» **Text under study**:
▶
Paul Schäfer Schneider (born December 4, 1921) is the founder and former leader of a sect and agricultural commune of German immigrants called Colonia Dignidad ("Dignity Colony")—later renamed Villa Baviera—located in central Chile, about 340 km south of Santiago. Investigations by Amnesty International and the Chilean National Commission for Truth and Reconciliation Report have verified that Colonia Dignidad was used by DINA, the Chilean secret police, as a torture and detention centre during Augusto Pinochet's Chilean dictatorship.

[edit] Biography

Schäfer was born in Troisdorf, Weimar Germany, and joined the Hitler Youth movement at a young age. He served as a medic in the German Army during World War II, where he reached the rank of corporal. As an ex-Nazi, he lived in Germany until 1961. Following the war he set up a children's home and Lutheran evangelical ministry. In 1959, he created the Private Social Mission, purportedly a charitable organization. That same year, he was charged with sexually abusing two children and fled Germany with some of his followers.

Schäfer resurfaced in Chile in 1961, where the government at the time, led by conservative President Jorge Alessandri, granted him permission to create the Dignidad Beneficent Society on a farm outside of Parral. Founded primarily on anti-communism, this society evolved into the Colonia Dignidad community.
◀
[Region pointing data]
▶
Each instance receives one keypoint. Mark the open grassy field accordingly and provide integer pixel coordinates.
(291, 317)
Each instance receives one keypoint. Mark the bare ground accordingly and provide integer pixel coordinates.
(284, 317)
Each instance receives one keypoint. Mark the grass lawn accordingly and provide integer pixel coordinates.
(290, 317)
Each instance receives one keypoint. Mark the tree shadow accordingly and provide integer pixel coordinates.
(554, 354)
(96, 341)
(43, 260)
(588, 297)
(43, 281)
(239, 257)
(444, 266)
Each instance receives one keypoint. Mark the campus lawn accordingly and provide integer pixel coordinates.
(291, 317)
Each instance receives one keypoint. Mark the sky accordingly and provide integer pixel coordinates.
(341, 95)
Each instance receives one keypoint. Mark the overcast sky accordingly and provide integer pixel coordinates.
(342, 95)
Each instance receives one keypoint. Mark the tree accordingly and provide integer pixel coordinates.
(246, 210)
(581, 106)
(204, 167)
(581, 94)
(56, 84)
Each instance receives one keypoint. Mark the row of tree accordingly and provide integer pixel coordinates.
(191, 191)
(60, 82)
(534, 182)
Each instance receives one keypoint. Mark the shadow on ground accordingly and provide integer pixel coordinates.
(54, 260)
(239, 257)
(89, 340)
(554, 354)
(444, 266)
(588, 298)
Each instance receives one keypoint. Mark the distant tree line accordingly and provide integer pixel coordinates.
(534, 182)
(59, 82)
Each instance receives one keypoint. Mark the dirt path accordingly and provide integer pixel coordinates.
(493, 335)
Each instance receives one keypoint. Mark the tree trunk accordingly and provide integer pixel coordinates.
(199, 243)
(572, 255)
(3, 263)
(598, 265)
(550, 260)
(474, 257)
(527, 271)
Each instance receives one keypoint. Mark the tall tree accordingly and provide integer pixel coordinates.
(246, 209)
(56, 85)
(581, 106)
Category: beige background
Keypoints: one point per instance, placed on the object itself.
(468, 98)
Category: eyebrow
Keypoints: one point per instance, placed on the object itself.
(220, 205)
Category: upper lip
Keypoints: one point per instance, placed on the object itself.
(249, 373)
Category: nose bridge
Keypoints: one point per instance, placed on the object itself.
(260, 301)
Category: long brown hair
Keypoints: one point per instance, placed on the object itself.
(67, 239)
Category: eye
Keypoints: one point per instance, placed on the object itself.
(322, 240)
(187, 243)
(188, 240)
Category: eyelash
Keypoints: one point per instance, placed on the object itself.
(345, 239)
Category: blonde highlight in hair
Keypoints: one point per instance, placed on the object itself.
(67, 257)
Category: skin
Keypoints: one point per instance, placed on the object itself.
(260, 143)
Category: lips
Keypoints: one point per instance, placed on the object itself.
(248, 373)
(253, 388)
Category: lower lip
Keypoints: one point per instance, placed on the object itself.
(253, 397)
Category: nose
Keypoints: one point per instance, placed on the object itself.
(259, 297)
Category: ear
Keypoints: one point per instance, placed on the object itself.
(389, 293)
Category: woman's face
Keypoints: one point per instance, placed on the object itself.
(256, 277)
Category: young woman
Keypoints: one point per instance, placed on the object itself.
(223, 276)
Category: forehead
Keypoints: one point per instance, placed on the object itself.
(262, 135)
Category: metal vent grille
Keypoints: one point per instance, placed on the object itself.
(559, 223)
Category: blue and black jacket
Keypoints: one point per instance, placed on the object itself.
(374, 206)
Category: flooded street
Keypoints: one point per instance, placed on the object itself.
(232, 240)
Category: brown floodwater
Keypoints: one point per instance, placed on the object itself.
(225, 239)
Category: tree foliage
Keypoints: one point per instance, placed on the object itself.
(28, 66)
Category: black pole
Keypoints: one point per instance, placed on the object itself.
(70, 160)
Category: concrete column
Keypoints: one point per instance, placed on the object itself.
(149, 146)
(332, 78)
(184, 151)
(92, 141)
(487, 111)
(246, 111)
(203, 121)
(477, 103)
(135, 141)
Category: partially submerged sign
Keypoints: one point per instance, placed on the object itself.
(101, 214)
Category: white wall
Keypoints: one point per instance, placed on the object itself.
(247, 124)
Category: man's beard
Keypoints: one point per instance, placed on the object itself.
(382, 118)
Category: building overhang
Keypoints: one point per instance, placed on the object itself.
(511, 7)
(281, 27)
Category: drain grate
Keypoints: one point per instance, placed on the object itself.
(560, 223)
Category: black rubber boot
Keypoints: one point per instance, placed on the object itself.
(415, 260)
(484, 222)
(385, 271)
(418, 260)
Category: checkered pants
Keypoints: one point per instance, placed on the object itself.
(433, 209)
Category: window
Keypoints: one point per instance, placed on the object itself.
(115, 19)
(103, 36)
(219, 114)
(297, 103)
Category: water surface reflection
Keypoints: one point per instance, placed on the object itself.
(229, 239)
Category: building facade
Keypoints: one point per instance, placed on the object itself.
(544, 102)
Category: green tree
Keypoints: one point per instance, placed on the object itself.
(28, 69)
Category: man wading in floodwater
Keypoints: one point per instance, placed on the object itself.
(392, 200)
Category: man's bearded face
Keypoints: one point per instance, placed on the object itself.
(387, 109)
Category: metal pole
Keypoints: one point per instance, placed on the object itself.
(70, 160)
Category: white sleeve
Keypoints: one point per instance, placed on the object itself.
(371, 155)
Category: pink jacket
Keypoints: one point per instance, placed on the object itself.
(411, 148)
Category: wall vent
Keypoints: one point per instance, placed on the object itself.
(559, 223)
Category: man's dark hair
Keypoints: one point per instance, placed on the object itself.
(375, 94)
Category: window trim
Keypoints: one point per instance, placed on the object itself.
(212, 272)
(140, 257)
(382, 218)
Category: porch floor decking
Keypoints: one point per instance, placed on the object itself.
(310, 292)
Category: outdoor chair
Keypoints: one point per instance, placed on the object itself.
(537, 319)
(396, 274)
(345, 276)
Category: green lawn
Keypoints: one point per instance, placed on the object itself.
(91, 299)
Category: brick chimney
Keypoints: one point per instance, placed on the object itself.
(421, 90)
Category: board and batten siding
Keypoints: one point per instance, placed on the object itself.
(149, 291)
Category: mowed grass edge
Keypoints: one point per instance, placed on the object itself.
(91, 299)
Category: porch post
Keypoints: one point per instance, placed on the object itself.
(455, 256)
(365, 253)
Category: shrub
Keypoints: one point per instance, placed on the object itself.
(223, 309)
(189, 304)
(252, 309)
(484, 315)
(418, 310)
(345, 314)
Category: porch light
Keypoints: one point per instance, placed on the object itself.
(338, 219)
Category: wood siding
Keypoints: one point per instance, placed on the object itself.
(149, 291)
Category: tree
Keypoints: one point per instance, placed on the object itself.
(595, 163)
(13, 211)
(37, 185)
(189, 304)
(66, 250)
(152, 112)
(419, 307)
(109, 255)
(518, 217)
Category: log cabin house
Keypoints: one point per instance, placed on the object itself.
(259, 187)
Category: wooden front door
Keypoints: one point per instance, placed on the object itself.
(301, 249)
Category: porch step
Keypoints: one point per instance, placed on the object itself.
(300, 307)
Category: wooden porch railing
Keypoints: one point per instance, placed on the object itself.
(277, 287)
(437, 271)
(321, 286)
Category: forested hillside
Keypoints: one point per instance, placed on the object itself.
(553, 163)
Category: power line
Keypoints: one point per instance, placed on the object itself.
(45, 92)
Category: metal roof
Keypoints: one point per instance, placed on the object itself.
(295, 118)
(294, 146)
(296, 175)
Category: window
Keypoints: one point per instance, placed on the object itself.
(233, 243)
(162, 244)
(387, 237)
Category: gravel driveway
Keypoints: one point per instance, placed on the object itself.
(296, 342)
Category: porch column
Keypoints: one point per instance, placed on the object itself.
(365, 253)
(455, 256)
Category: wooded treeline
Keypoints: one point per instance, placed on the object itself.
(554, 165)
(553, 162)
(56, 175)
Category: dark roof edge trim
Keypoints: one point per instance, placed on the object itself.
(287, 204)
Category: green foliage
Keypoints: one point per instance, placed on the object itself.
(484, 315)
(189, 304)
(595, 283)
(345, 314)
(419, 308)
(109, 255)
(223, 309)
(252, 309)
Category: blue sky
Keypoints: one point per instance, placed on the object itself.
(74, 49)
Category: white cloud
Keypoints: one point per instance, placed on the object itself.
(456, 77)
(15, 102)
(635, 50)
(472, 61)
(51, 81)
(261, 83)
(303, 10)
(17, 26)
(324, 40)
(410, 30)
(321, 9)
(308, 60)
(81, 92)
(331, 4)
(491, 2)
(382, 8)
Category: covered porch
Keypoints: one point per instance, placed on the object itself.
◀
» **Parts of the exercise**:
A. Switch "Parral" to "Linares" in the Schäfer biography, then write out the passage from "Schäfer resurfaced in" up to and including "Colonia Dignidad community.".
B. List each year written as a number in the Schäfer biography, once each, in the order they first appear.
C. Extend the Schäfer biography with a few more sentences that pick up after its final sentence.
This listing is separate material from the Schäfer biography.

» **Set of answers**:
A.
Schäfer resurfaced in Chile in 1961, where the government at the time, led by conservative President Jorge Alessandri, granted him permission to create the Dignidad Beneficent Society on a farm outside of Linares. Founded primarily on anti-communism, this society evolved into the Colonia Dignidad community.

B. 1921, 1961, 1959

C.
Schäfer disappeared on May 20, 1997, fleeing child sex abuse charges, this time filed by Chilean authorities after 26 children who went to the commune's free clinic and school reported abuse. He was tried in Chile in his absence, and found guilty in late 2004.[1] Schäfer was found on March 10, 2005,[1] nearly eight years after his disappearance, hiding in a suburb known as Las Acacias, 40 km from Buenos Aires, Argentina. Following two days of negotiations between Chilean and Argentinean authorities, Schäfer was sent back to Chile to face a court hearing. There, he was charged with being involved in the 1976 disappearance of the political activist Juan Maino,[2] and he remains in custody. Schäfer is also under investigation in Chile in connection with the disappearance of Boris Weisfeiler[1] and alleged human rights abuses, and is wanted in Germany and France in connection with earlier child-abuse allegations.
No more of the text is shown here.